DESCRIPTION OF THE TASK: Repeat the entire listing exactly as written.

┌─ DATA SHOWN

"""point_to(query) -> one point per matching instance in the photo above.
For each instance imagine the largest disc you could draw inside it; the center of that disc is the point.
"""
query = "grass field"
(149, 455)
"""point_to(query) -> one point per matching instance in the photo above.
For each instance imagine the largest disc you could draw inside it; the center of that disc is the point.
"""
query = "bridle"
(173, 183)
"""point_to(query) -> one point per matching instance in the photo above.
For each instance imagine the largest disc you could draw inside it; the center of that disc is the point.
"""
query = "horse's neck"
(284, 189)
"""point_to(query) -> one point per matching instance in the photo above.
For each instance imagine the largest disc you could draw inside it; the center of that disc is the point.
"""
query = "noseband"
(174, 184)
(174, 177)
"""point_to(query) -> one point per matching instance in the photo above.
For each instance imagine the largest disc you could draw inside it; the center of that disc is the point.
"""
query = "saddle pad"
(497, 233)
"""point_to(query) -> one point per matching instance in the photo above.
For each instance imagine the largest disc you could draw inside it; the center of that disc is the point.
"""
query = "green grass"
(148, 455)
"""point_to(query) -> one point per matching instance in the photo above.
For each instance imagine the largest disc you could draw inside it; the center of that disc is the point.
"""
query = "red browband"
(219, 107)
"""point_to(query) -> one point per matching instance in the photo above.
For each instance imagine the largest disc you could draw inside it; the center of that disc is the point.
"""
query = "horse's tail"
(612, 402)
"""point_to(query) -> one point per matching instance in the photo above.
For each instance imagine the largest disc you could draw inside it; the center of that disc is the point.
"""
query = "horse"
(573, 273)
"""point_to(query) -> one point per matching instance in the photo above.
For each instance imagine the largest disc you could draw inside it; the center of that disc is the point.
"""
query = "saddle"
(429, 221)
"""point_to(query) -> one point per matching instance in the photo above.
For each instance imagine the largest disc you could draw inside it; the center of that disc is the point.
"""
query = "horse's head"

└─

COMPLETE RESPONSE:
"""point_to(query) -> one point per matching instance in the photo above.
For each instance imagine the largest disc you could draw inside it; the center of that disc is the point.
"""
query = "grass field"
(149, 455)
"""point_to(query) -> one point per matching instance in the photo above.
For each instance imagine the largest disc you could draw inside it; the center of that disc is the point.
"""
query = "bridle"
(173, 183)
"""point_to(query) -> one point per matching instance in the photo above.
For each instance imagine the largest disc you could draw inside it; the center of that disc is the point.
"""
query = "horse's neck"
(284, 189)
"""point_to(query) -> one point per matching instance in the photo above.
For each instance imagine the largest disc you could draw inside it; the center of that disc is the point.
"""
query = "noseband"
(174, 184)
(174, 177)
"""point_to(query) -> one point per matching instance in the photo above.
For each instance imagine the largest disc you could draw inside it; the center of that disc is the point.
"""
query = "saddle pad"
(497, 233)
"""point_to(query) -> one point per matching instance in the photo above.
For each instance imagine the largest disc you could draw inside it; the center of that disc is the point.
"""
query = "green grass"
(148, 455)
"""point_to(query) -> one point per matching instance in the photo above.
For each instance imagine the largest disc you could draw inside it; the center of that disc is the point.
"""
query = "red browband"
(219, 107)
"""point_to(query) -> one point per matching instance in the photo above.
For each instance imagine the largest disc you could draw inside it; the center of that disc is the point.
"""
query = "horse's tail"
(612, 402)
"""point_to(query) -> one point per matching instance in the photo above.
For each instance imagine the largest disc you could draw inside it; the center of that disc is the point.
"""
query = "horse"
(573, 273)
"""point_to(query) -> one point per matching instance in the photo above.
For each instance imagine the largest disc you could draw inside it; the center of that disc is the point.
"""
query = "saddle"
(429, 221)
"""point_to(query) -> one point per matching instance in the photo above.
For each instance imagine the largest disc you could draw inside it; the center of that disc is the point.
"""
query = "horse's head"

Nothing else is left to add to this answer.